それについて、最高裁の諮問機関は、両論併記の意見書を出しています。
まあやや否定的なニュアンスの方が強いようにも思いますし、
そのような報道も一部にありました。
当該方式を始めた当時のメンバーは今や医療集中部からは姿を消しているのが
印象的ですね。いずれにせよ、あまり強引なやり方はよくない、ということでしょうか。
専用実施権与えても差し止め請求権
http://www.mainichi-msn.co.jp/shakai/wadai/news/20050617k0000e040057000c.html
原判は判時1870-84ですね。
一審判決も載っています。
なんと、地裁の裁判長が三村さん、それをひっくり返した高裁の右が設楽さんと
「青色ダイオードコンビ」です。
所有権と用益物件の場合のアナロジー、
あるいは、判決文にも引かれている特許法100条1項の明文規定を考えれば
当然の結論のようにも思えますが、
判時によると、「差止請求権を否定する見解を採る」文献も散見されるようですね。
専用実施権の設定に際して考えられる障害が一つクリアされることになるのでしょうが、
さて、実務上どのくらいの影響があるものなのでしょうか?
薬害エイズ名誉棄損訴訟(追記)
昨日の新潮社v.安部訴訟の決定についてですが、
新潮社は上告しかしていなかったんですね。
関係者からご指摘をいただきました。
上告受理申し立てもしていれば結論は別だったかもしれませんね。
薬害エイズ名誉棄損訴訟
http://www.nnn24.com/37351.html
相当性要件について何らかの規範が示されるのかと期待していましたが、
見事に外れました。
原審がちょっと、真実性から相当性にジャンプしているとも評されるつくりだったので、
結論自体は妥当なところかもしれません。
「表現の自由を重視」ととらえる向きもあるでしょうが、
この小法廷はあのテレビ朝日ダイオキシン訴訟の逆転判決を書いたということは
頭の片隅においておいたほうがよさそうだ、とだけ言っておきましょう。
ただ、当時とただ一人違うメンバーである才口裁判官が
何らかのイニシアティブをとった可能性はあるのかもしれません。
この前のNHKに訂正放送を命じた東京高裁判決を破棄してましたしね。
それよりも面白いのは、
「新潮社の敗訴は確定/『安部元副学長は殺人容疑者』記事」
http://www.asahi.com/national/update/0616/TKY200506160170.html
です。裁判長でもある島田裁判官の反対意見にご注目。
まあ、薬害エイズ禍という事実を前提に彼を「殺人容疑者」と呼ぶのは意見・論評だ
といわれれば、それはそうかなという気もしますが・・・。

読解の応用:
A. 原文によると、新潮社v.安部訴訟で新潮社がしていた申し立ては何でしたか。
B. 原文に記載されているURLをすべて書き出してください。
C. 判例について述べた原文を、最後の文の後から書き進めてください。
記録は原文に関する作業には一切関係しません。

提供情報:

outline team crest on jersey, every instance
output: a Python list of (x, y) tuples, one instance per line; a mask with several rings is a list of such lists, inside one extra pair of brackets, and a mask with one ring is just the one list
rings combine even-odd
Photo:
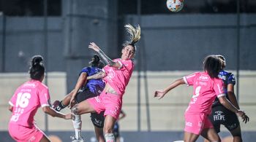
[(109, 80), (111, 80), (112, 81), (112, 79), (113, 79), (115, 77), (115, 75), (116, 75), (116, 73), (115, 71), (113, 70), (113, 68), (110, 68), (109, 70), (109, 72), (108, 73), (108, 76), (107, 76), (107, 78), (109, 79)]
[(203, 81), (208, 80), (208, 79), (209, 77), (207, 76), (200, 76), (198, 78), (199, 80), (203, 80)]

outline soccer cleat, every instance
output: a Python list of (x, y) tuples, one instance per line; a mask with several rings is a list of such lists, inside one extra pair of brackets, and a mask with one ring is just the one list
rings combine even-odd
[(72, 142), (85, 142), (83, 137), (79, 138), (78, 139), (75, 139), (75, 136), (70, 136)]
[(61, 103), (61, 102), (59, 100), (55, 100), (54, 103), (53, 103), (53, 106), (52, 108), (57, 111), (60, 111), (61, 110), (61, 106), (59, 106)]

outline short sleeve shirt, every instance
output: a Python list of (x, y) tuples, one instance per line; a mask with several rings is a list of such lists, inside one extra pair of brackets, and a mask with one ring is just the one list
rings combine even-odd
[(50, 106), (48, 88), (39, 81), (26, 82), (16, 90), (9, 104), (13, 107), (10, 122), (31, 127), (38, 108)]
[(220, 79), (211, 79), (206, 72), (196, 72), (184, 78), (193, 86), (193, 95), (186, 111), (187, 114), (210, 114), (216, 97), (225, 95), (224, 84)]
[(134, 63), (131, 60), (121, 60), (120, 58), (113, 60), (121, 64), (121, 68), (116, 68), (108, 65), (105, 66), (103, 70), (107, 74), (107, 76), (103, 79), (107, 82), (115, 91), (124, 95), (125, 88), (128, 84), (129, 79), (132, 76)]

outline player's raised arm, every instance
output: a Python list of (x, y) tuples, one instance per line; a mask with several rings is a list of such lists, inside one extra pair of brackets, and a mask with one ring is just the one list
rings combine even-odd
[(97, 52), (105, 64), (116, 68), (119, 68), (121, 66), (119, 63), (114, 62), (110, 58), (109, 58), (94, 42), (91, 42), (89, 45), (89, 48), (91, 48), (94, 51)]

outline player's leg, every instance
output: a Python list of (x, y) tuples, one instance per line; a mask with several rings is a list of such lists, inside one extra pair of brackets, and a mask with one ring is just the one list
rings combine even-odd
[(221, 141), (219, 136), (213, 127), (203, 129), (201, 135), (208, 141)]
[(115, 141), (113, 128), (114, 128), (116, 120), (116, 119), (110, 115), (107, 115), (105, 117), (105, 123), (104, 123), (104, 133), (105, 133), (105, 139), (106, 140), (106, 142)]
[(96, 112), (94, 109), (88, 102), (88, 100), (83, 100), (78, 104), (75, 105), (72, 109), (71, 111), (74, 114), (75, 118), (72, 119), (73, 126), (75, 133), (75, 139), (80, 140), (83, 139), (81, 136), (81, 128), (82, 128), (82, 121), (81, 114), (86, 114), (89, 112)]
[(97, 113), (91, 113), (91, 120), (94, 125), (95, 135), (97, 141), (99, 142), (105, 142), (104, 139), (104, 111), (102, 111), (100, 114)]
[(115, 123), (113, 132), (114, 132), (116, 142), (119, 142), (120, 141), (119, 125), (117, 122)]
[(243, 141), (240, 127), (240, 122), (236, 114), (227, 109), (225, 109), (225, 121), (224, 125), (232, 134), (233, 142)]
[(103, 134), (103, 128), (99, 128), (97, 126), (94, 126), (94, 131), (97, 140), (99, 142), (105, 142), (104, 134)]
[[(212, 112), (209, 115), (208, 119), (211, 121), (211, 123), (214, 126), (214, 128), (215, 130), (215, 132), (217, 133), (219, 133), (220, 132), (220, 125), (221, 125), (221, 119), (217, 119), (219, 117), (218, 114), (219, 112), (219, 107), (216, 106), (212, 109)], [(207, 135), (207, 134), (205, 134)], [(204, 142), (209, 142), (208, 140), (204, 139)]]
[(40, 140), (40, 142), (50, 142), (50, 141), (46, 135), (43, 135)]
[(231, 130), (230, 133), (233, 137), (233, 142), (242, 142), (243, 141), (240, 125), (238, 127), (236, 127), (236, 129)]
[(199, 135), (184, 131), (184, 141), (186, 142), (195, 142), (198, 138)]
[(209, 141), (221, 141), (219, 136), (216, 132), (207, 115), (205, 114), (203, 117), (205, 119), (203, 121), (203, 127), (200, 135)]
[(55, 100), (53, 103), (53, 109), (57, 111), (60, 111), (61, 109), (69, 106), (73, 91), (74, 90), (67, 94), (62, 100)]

演習の結果:
A. 上告だけで、上告受理申し立てはしていませんでした。

B.
http://www.mainichi-msn.co.jp/shakai/wadai/news/20050617k0000e040057000c.html
http://www.nnn24.com/37351.html
http://www.asahi.com/national/update/0616/TKY200506160170.html

C.
それはともかく、島田、泉両裁判官は意見が合わないようですね。
今後も注目です。
敵対的買収vs.ポイズンピルに決着
東京高裁決定理由の要旨↓
http://www.asahi.com/national/update/0615/TKY200506150244.html
大方の予想通り?、高裁も仮処分を認可しました。
予想通りとはいっても、
裁判官の間では「どちらでも書ける。どこに線を引くかの問題」という感覚が主流で、
「どうみてもダメ」というニッポン放送とは若干違った受け止められ方だったようです。
仮処分でも、週刊文春とかUFJとか高裁で逆転した例もありますが、
あのときは地裁は9部(保全部)。
今回は8部(商事部)という専門家が2回、ダメ出しをしたものですから、
ちょっとひっくり返しにくかったのでしょうか。
さらにいえば、仮処分の特別訴訟をアピールしたい? 裁判所としては、
結論があまりころころ変わるのをよしとしない空気も流れている感じです。
・・・というのは、雰囲気の話。
本筋でいうと、高裁決定は、株主総会至上主義とでもいうべき権限分配論はとらず、
損害論一本で勝負してきました。
私見では、損害はあったともなかったとも言えそうで、
債権者側の疎明が不十分にも映ったのですが、
「不測の損害はあった」と、ここは地裁の2つの決定と同様の判断をしているようです。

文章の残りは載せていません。